EXERCISE GOAL:
Please rewrite the rows from the start through the line containing "Mark the region", swapping every "treetop" for "tree crown" and leaving everything else unchanged. Return only those lines.

'''

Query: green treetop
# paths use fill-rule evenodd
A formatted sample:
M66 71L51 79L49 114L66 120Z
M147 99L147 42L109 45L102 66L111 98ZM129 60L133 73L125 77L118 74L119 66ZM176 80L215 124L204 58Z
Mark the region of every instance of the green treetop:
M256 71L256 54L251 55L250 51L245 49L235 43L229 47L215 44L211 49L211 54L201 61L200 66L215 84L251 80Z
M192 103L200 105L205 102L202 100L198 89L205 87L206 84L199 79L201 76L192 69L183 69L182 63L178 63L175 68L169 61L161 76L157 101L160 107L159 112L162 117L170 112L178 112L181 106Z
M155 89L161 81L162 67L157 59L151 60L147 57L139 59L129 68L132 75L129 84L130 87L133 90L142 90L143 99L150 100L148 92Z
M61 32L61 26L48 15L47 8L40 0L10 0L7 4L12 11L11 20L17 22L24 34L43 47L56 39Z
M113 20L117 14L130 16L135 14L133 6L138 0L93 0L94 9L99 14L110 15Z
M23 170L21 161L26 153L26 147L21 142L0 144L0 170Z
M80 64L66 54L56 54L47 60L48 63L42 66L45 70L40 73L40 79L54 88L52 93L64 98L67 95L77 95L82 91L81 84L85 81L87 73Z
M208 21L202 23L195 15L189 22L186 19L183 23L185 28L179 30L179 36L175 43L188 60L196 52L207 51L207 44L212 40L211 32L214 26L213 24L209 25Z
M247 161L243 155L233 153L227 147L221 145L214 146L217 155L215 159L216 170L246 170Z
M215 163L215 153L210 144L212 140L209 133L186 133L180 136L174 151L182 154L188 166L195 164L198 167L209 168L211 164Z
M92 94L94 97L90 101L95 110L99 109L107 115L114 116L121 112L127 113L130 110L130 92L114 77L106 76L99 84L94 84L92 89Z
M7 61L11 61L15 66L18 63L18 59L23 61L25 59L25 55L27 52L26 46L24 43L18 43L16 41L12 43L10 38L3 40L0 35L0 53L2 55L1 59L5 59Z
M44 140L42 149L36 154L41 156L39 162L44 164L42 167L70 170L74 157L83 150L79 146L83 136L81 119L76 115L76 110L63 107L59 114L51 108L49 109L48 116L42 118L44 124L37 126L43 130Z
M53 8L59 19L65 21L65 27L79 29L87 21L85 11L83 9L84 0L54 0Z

'''

TASK RESPONSE:
Query: green tree crown
# paths use fill-rule evenodd
A formatted sample:
M66 71L51 79L49 114L66 120Z
M147 99L147 42L109 45L102 66L111 98ZM129 60L133 73L125 77L118 74L119 66ZM176 80L215 124L204 58Z
Mark the region of every instance of the green tree crown:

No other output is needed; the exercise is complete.